最近よく耳にする「デジタル遺品」という言葉、皆さんはご存知ですか?スマートフォンやパソコンが当たり前になった今、誰もが持っているデジタルデータ。もし自分に万が一のことがあったら、それらはどうなるのでしょうか。実は、準備をしておかないと、ご家族が大変な思いをしたり、思わぬトラブルに発展したりすることがあるんです。この記事では、デジタル遺品とは何か、どんな危険があるのか、そして大切なご家族を守るための具体的な生前対策について、優しく分かりやすく解説していきますね。
デジタル遺品とは?主な種類と具体例
まず、デジタル遺品とは、亡くなった方がパソコンやスマートフォン、インターネット上に残したデータやアカウント情報のこと全般を指します。現金や不動産のように形があるものではないので、少しイメージしにくいかもしれませんね。デジタル遺品は、大きく分けて2つの種類に分類できます。ご自身の持ち物を思い浮かべながら、一緒に見ていきましょう。
デバイス内に保存されている「オフラインの遺品」
こちらは、インターネットに接続していなくても確認できるデータのことです。例えば、パソコンやスマートフォンの本体に保存されているものが当てはまります。
| 具体例 | 写真、動画、連絡先(電話帳)、メールの送受信履歴、作成した文書ファイル(WordやExcelなど) |
| 保存場所 | パソコン、スマートフォン、タブレット、外付けハードディスク、USBメモリ、SDカードなど |
ご家族との大切な思い出の写真や、友人とのやり取りなど、プライベートな情報がたくさん詰まっている場所ですよね。
インターネット上にある「オンラインの遺品」
こちらは、インターネットに接続して初めてアクセスできるデータや権利のことです。IDやパスワードで管理されているものがほとんどで、今や私たちの生活に欠かせないものばかりですね。
| 具体例 | SNSアカウント(Facebook, X, Instagramなど)、メールアカウント(Gmailなど)、ネット銀行・ネット証券の口座、仮想通貨、オンラインショッピングサイトのアカウント、サブスクリプションサービス(動画配信、音楽配信など)、クラウドストレージ(Google Drive, iCloudなど) |
| 特徴 | IDとパスワードがないと存在の確認すら難しい。金銭的な価値を持つものも多い。 |
これらのサービスは目に見えないため、ご本人が亡くなると、ご家族がその存在に気づくことさえ難しい場合があるんです。

座標注釈の記録:
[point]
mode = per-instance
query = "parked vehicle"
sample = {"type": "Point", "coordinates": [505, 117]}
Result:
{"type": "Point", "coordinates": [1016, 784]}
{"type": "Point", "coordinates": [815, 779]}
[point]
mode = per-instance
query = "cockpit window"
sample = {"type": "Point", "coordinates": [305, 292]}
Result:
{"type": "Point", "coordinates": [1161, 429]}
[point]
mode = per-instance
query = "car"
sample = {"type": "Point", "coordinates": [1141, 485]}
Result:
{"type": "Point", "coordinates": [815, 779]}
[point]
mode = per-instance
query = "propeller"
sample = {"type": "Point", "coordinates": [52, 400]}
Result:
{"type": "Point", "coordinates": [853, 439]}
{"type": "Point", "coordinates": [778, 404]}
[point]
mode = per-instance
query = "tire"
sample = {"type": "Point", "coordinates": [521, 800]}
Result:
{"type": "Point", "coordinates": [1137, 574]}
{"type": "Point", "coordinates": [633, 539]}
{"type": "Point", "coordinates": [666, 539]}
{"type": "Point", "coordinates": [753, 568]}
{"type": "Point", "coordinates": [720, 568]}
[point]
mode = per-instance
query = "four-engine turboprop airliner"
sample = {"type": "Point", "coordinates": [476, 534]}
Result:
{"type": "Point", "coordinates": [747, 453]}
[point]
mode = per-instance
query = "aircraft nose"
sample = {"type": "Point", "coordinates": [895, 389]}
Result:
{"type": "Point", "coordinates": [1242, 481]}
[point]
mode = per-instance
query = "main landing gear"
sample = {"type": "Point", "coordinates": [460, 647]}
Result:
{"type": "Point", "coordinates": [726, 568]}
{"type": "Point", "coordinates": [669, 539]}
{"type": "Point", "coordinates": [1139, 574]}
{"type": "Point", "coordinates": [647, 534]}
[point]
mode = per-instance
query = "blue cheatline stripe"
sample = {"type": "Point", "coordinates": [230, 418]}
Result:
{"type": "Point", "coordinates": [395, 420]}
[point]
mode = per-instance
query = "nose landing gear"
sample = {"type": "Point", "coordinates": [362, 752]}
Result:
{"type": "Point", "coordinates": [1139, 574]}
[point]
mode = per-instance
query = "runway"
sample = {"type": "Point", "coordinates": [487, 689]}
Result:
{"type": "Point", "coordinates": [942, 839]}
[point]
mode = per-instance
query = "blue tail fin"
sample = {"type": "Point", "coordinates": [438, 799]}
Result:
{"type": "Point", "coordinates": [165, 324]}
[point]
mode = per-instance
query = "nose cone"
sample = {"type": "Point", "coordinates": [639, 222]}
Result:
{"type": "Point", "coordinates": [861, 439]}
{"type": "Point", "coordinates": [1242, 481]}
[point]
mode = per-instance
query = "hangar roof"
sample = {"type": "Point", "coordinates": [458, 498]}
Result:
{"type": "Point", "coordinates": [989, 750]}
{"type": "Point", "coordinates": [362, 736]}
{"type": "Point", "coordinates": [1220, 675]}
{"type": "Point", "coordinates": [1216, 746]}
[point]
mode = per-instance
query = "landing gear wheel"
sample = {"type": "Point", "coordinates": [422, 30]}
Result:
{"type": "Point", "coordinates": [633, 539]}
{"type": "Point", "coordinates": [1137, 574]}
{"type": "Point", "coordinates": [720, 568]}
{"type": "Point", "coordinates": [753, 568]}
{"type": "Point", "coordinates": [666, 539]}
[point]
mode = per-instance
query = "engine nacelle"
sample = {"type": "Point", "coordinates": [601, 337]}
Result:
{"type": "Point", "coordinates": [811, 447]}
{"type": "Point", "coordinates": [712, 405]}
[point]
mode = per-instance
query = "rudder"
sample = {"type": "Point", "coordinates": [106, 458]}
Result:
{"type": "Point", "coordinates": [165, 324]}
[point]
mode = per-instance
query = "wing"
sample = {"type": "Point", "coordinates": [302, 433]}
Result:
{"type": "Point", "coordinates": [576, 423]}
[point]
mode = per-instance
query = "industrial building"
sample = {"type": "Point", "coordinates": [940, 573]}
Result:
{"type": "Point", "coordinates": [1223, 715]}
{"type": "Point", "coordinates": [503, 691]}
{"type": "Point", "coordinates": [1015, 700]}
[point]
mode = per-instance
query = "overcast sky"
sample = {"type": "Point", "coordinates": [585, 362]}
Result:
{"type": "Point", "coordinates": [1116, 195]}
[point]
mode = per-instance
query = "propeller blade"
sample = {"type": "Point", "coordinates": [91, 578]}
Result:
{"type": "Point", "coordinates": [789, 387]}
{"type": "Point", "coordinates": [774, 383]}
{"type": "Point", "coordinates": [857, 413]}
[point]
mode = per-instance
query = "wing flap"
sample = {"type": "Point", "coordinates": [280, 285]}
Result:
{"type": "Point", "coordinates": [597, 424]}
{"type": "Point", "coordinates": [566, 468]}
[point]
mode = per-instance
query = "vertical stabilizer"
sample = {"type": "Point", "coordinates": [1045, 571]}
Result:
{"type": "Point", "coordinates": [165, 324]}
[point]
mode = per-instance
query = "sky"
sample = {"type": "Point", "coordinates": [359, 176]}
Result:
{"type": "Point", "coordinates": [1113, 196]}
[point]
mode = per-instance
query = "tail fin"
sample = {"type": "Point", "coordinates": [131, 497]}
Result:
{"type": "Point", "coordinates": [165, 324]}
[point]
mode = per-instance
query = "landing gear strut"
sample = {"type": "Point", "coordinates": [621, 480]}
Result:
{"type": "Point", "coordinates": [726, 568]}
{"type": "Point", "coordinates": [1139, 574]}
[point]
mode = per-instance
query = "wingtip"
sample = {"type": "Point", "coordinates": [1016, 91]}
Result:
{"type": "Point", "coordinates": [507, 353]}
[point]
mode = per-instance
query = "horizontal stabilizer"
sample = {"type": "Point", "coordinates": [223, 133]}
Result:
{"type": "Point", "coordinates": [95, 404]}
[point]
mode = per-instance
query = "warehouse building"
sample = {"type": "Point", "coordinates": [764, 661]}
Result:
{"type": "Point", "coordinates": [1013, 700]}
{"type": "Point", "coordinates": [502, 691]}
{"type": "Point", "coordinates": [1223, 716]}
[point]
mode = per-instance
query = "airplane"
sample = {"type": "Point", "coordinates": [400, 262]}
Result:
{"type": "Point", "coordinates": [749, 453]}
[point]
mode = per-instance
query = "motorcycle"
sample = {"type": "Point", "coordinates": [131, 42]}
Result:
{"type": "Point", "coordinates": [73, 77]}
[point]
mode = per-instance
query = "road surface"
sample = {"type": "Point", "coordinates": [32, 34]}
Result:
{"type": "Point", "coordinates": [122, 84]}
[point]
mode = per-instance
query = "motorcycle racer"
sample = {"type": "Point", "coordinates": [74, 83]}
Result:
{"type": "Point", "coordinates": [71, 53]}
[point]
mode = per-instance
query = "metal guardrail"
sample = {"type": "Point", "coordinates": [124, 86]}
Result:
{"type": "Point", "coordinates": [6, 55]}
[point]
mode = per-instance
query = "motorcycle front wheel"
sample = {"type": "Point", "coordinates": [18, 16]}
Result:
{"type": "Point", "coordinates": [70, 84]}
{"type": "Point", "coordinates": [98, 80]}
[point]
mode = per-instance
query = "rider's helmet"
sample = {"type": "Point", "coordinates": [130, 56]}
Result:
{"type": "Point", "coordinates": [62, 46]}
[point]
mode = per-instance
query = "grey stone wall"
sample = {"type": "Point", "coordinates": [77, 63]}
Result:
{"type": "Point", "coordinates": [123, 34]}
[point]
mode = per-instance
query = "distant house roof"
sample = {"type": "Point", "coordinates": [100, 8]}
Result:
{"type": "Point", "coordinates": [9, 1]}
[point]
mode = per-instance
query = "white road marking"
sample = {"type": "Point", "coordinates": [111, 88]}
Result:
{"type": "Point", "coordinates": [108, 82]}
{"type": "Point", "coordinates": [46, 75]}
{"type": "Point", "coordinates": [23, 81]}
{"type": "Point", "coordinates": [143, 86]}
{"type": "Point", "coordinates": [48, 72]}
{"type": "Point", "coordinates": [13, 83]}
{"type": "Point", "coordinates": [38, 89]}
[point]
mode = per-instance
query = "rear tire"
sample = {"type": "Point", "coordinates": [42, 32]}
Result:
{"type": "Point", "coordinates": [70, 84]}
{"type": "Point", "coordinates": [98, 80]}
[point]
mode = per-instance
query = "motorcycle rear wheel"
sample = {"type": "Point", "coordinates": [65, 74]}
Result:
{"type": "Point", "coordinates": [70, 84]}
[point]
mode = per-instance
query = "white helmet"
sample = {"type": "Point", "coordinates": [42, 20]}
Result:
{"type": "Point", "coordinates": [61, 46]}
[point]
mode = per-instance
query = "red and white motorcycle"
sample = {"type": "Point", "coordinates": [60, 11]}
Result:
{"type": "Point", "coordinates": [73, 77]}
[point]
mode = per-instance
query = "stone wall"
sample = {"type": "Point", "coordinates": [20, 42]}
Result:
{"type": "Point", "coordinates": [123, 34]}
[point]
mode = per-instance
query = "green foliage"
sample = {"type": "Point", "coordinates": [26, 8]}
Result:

### 課題 1
デジタル遺品の文章によると、オンラインの遺品は、本人が亡くなった後に家族がその存在に気づくことさえ難しい場合がある。その理由を1〜3文で説明すること。
### 課題 2
デジタル遺品の文章を、最後の文の後から拾い上げて書き継ぐこと。

### 課題の結果 1
これらのサービスは目に見えないからである。また、ほとんどがIDとパスワードで管理されており、それがないと存在の確認すら難しい。

### 課題の結果 2
放置は危険!デジタル遺品が引き起こす深刻なトラブル
デジタル遺品の準備を怠ってしまうと、残されたご家族がさまざまな困難に直面する可能性があります。具体的にどのようなトラブルが起こりうるのか、見ていきましょう。
経済的な損失や相続トラブル
最も深刻なのが、お金に関わるトラブルです。故人がどんなオンライン資産を持っていたか分からないと、大きな問題に発展しかねません。
| ネット銀行・ 証券口座 |
口座の存在に気づかれず、預金や株式が相続財産から漏れてしまう可能性があります。逆に、FXや信用取引で負債を抱えていた場合、気づかずにいると損失が拡大することも。 |
| サブスクリプションサービス | 動画配信や音楽サービスなど、月額課金制のサービスを解約できず、故人のクレジットカードから料金が引き落とされ続けるケースがあります。 |
| パスワード 解除費用 |
専門業者にスマートフォンのパスワード解除を依頼すると、20万円から50万円以上の高額な費用がかかることもあり、しかも必ず解除できるとは限りません。 |
これらの資産や負債が後から見つかると、遺産分割協議をやり直す必要が出てくるなど、相続人同士の揉め事の原因にもなります。
思い出や人間関係に関するトラブル
お金だけではありません。故人を偲ぶ上で大切な情報にアクセスできなくなる悲しい事態も起こりえます。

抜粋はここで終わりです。